Region pointing data
■ ■ ■ ■
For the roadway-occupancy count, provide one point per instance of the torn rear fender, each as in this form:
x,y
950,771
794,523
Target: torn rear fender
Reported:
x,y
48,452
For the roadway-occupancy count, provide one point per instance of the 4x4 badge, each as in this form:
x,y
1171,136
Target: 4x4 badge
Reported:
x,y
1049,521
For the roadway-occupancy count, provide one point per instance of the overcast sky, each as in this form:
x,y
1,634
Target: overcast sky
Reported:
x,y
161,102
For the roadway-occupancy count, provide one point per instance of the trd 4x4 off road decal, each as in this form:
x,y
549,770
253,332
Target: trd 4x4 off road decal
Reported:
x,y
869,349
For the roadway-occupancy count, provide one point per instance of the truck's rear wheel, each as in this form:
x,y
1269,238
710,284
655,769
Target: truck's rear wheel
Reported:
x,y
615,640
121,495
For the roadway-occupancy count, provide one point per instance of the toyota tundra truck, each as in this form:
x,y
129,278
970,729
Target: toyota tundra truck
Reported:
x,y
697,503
■ ■ ■ ■
**Task instructions:** Above are some records; repeat all of them exactly.

**Exercise output:**
For the roadway-occupancy count, provide one point per instance of the torn rear fender, each as in this form:
x,y
950,771
794,523
Target: torn rear fender
Reported:
x,y
48,452
For the roadway-occupancy count, provide one point per instance of the 4x4 badge, each as in this form:
x,y
1171,136
Target: 4x4 badge
Reported:
x,y
1049,521
For the roadway-occupancy count, provide one point per instance of the overcast sky, each as in this form:
x,y
1,634
Target: overcast sky
Reported:
x,y
161,102
For the roadway-occupancy count, provide one point per instance of the trd 4x4 off road decal, each as in this form:
x,y
549,770
253,332
Target: trd 4x4 off road decal
Reported:
x,y
869,349
For the roadway-occupancy count, provide one point per instance of the truck's rear wheel, each as in this form:
x,y
1269,238
710,284
655,769
Target: truck's rear wheel
Reported:
x,y
615,640
121,495
For the roadway-occupancy count, provide one point per instance of the toyota tundra truck, each as in this form:
x,y
129,278
970,729
Target: toyota tundra truck
Reported:
x,y
697,503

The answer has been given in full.